Rewrite these lines as a numbered list, dropping any blank lines.

* _Dataset rows showing where objects appear_
------

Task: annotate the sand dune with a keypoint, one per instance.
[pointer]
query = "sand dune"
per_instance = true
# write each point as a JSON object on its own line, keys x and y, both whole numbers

------

* _TASK SOLUTION_
1. Task: annotate the sand dune with a keypoint, one per instance.
2. [pointer]
3. query = "sand dune"
4. per_instance = true
5. # write each point as a JSON object on its own line, keys x and y, both whole numbers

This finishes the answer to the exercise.